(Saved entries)
==================================================

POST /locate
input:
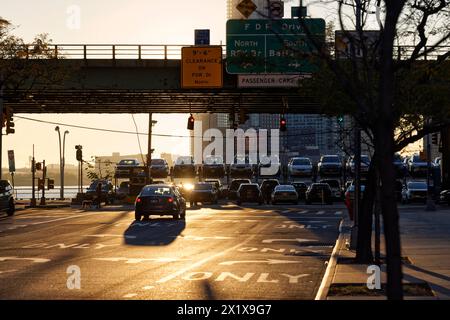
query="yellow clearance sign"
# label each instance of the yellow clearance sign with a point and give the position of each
(201, 67)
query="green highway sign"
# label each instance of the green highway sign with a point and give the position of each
(271, 46)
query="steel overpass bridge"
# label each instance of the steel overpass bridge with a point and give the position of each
(146, 79)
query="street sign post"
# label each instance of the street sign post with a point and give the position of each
(202, 37)
(201, 67)
(272, 46)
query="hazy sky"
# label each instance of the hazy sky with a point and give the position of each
(111, 22)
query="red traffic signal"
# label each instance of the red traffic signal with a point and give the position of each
(191, 121)
(283, 124)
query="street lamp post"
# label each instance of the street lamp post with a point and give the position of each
(61, 161)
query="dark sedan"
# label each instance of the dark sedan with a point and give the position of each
(319, 192)
(159, 168)
(234, 186)
(301, 188)
(204, 192)
(267, 187)
(249, 192)
(160, 200)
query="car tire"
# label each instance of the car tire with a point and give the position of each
(11, 208)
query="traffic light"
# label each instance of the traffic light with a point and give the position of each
(434, 138)
(9, 121)
(243, 116)
(191, 121)
(283, 124)
(41, 184)
(79, 152)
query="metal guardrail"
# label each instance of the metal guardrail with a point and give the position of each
(172, 51)
(114, 51)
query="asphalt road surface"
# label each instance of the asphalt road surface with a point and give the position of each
(219, 252)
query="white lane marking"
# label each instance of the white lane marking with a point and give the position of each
(148, 287)
(35, 260)
(111, 235)
(203, 261)
(8, 271)
(138, 260)
(267, 261)
(65, 218)
(287, 240)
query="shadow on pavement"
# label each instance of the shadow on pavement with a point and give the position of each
(153, 232)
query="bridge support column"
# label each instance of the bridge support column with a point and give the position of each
(149, 147)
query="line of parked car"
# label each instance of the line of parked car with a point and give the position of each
(329, 165)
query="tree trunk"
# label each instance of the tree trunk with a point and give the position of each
(390, 214)
(364, 245)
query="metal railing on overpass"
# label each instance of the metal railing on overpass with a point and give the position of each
(173, 51)
(116, 51)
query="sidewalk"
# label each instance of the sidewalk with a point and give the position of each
(425, 240)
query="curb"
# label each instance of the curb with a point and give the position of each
(327, 279)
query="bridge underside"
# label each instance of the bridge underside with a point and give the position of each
(144, 86)
(164, 101)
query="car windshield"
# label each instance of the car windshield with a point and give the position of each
(157, 162)
(236, 183)
(416, 158)
(301, 162)
(203, 186)
(94, 184)
(331, 183)
(268, 183)
(330, 159)
(156, 191)
(284, 188)
(128, 162)
(214, 160)
(184, 160)
(124, 184)
(248, 187)
(417, 185)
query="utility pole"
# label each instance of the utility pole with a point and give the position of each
(1, 128)
(33, 182)
(357, 184)
(44, 173)
(430, 204)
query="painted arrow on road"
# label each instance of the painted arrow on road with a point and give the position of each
(138, 260)
(35, 260)
(268, 261)
(287, 240)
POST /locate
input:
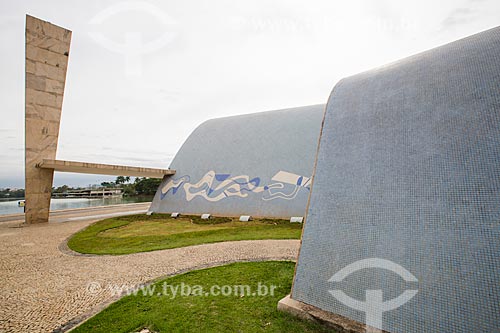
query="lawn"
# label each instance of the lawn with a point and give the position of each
(195, 312)
(141, 233)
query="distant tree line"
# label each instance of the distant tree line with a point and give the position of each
(140, 186)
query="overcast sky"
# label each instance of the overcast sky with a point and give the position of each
(144, 74)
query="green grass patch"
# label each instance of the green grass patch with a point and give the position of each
(142, 233)
(214, 313)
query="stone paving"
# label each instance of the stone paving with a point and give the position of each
(43, 288)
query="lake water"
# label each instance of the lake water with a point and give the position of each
(11, 207)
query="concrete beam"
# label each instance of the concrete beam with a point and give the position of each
(102, 169)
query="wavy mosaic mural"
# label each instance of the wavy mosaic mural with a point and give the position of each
(214, 186)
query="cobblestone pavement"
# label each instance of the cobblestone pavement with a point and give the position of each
(43, 288)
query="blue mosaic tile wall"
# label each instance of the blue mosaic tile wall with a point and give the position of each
(256, 164)
(408, 170)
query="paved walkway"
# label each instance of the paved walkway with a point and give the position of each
(43, 288)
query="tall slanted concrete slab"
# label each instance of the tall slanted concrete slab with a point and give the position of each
(408, 170)
(47, 50)
(257, 164)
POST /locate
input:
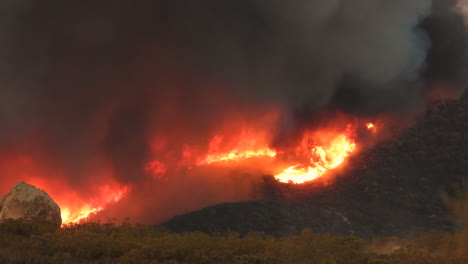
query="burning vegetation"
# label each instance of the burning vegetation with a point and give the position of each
(173, 107)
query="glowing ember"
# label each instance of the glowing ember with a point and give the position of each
(77, 214)
(156, 168)
(237, 155)
(245, 147)
(332, 152)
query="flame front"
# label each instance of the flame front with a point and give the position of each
(245, 146)
(107, 195)
(322, 158)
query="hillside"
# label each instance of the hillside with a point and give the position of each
(395, 188)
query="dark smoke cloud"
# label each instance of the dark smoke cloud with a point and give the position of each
(87, 79)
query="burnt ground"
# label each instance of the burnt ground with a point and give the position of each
(395, 188)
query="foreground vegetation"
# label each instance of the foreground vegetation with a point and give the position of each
(24, 242)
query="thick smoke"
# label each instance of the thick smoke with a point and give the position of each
(88, 84)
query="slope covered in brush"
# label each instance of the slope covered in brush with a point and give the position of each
(395, 188)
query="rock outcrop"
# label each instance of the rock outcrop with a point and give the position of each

==================================================

The reply has to reproduce every line above verbatim and contain no pictures.

POST /locate
input:
query="yellow clearance sign"
# label each instance of the yellow clearance sign with a point and give the position of each
(201, 67)
query="green highway sign"
# label each instance of the green highway sign with a point and give the position of each
(271, 46)
query="steel overpass bridge"
# label each instance of the steel overpass bridge with a point and give the position of each
(146, 79)
query="street sign post"
# label each instance of the street sign post with a point and give the position of each
(202, 37)
(201, 67)
(272, 46)
query="hazy sky"
# label each instance of the hazy sky with a point and give the position of each
(111, 22)
query="red traffic signal"
# label each instance of the red traffic signal with a point and give the position of each
(191, 121)
(283, 124)
query="street lamp post"
# label each instance of the street lamp post with a point and give the position of each
(61, 161)
query="dark sedan"
# label each instance of the dark sedan with a point and give the position of each
(319, 192)
(159, 168)
(234, 186)
(301, 188)
(204, 192)
(267, 187)
(249, 192)
(160, 200)
query="car tire"
# label each instance of the car tire with a point and give the position of each
(11, 208)
query="traffic light"
# label each instance of the traffic light with a point and give the position of each
(434, 138)
(9, 121)
(243, 116)
(191, 121)
(283, 124)
(41, 184)
(79, 152)
query="metal guardrail"
# label each instance of the metal guardrail with a point and give the position of each
(172, 51)
(114, 51)
query="asphalt road surface"
# label each instance of the asphalt road surface with a point and give the position of each
(219, 252)
query="white lane marking"
# label each instance of the white lane marking with a point and give the position of each
(148, 287)
(35, 260)
(111, 235)
(203, 261)
(8, 271)
(138, 260)
(267, 261)
(65, 218)
(287, 240)
query="shadow on pavement"
# label each instance of the shadow on pavement with a point and give the position of each
(153, 232)
query="bridge support column"
# label each instance of the bridge support column with a point and give the position of each
(149, 147)
query="line of parked car"
# label each instance of the line of parked car with a point and give the position of each
(329, 165)
query="tree trunk"
# label each instance of the tree trunk with a point and give the position of each
(390, 214)
(364, 245)
query="metal railing on overpass"
# label each instance of the metal railing on overpass with a point and give the position of each
(173, 51)
(116, 51)
query="sidewalk"
# label each instance of the sidewalk with a point and give the position of each
(425, 240)
query="curb"
# label each instance of the curb with a point and give the position of each
(327, 279)
query="bridge underside"
# label each instance of the bridge underside with a point and give the position of each
(144, 86)
(164, 101)
query="car windshield"
# label each instance of the car windshield with a point and give the position of each
(157, 162)
(236, 183)
(416, 158)
(301, 162)
(203, 186)
(94, 184)
(331, 183)
(268, 183)
(330, 159)
(156, 191)
(284, 188)
(128, 162)
(214, 160)
(184, 160)
(124, 184)
(248, 187)
(417, 185)
query="utility pole"
# label each instance of the utility pole with a point and give the position of each
(1, 128)
(33, 182)
(357, 184)
(44, 173)
(430, 204)
query="painted arrow on road"
# label each instance of the painted arrow on road with a point and give the position of each
(138, 260)
(35, 260)
(268, 261)
(287, 240)
POST /locate
input:
query="lawn"
# label each instance of the lawn with a point and give the position of each
(195, 312)
(141, 233)
query="distant tree line"
# label each instance of the distant tree line with a point and give the position of each
(140, 186)
query="overcast sky"
# label each instance of the overcast sky with a point and give the position of each
(144, 74)
query="green grass patch"
# label each instance of the green grass patch with a point and give the position of each
(142, 233)
(214, 313)
query="stone paving"
# label each instance of the stone paving with a point and give the position of each
(43, 288)
query="lake water"
# label each instance of the lake water with a point and give the position of each
(11, 207)
query="concrete beam"
# label each instance of the concrete beam with a point and give the position of each
(102, 169)
query="wavy mosaic mural"
# label each instance of the wavy mosaic mural with a point and give the position of each
(214, 186)
query="cobblestone pavement"
# label each instance of the cobblestone pavement with a point and give the position of each
(43, 288)
query="blue mosaic tile wall"
# label each instance of the blue mosaic tile wall with a point and give the position of each
(256, 164)
(408, 170)
query="paved walkway"
# label each instance of the paved walkway with a point and give the position of each
(43, 288)
query="tall slanted concrete slab"
# label each instance of the tall slanted concrete slab with a point and give the position of each
(408, 170)
(47, 50)
(257, 164)
POST /locate
input:
query="burning vegetation"
# label each instance of the burning vegetation with a point and give the position of each
(173, 107)
query="glowing ember"
# label each instance of the glowing ember with a point and give the position of each
(77, 214)
(156, 168)
(237, 155)
(245, 147)
(332, 152)
query="flame front"
# label each instance of the flame front with a point and give the position of each
(245, 146)
(107, 195)
(322, 158)
query="hillside"
# label each instance of the hillside with a point and give the position of each
(395, 188)
query="dark smoke cloud"
# label each instance of the dark smoke cloud with a point and give the position of each
(87, 79)
query="burnt ground"
# label each instance of the burnt ground with a point and give the position of each
(395, 188)
query="foreground vegetation"
# label each instance of the foreground vegetation with a point and give the position of each
(24, 242)
query="thick smoke"
# label each instance of the thick smoke with a point and give the position of each
(88, 84)
query="slope covered in brush"
# label each instance of the slope covered in brush with a point and give the position of each
(395, 188)
query="rock outcrop"
# label each instance of the rock outcrop with a point and give the position of each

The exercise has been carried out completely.